Written exercise
Copy out all the lines below, requests included, and shift every coordinate in the answer points up by 143. Leave the pictures out of your copy.

>> Begin

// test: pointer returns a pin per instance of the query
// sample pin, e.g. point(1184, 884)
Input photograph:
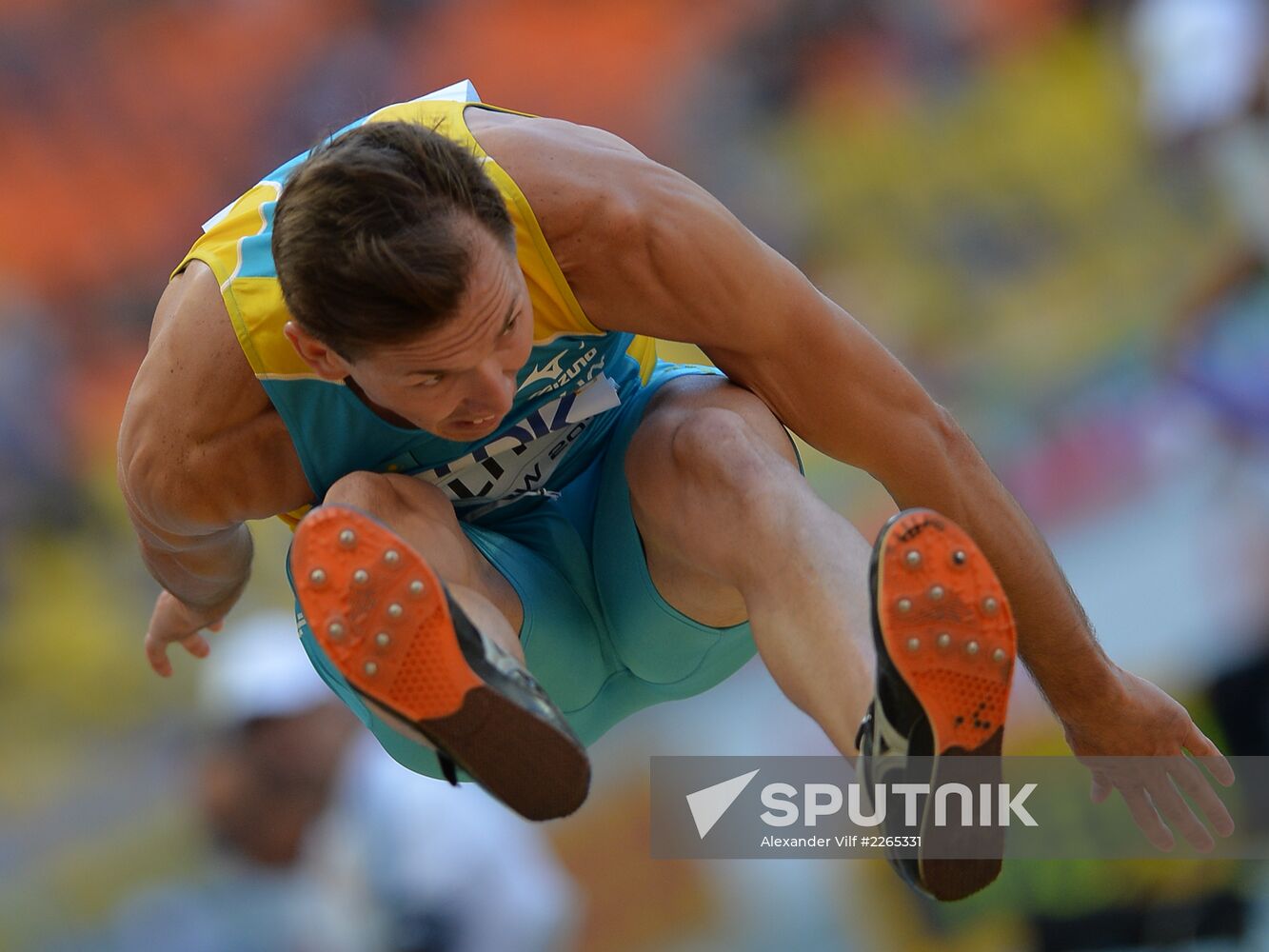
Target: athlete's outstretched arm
point(650, 251)
point(193, 464)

>> End

Answer
// test: pointer returns a pin per instance of the query
// sample pin, e.g. point(1184, 884)
Input photograph:
Target: athlete's outstretched arm
point(793, 394)
point(336, 607)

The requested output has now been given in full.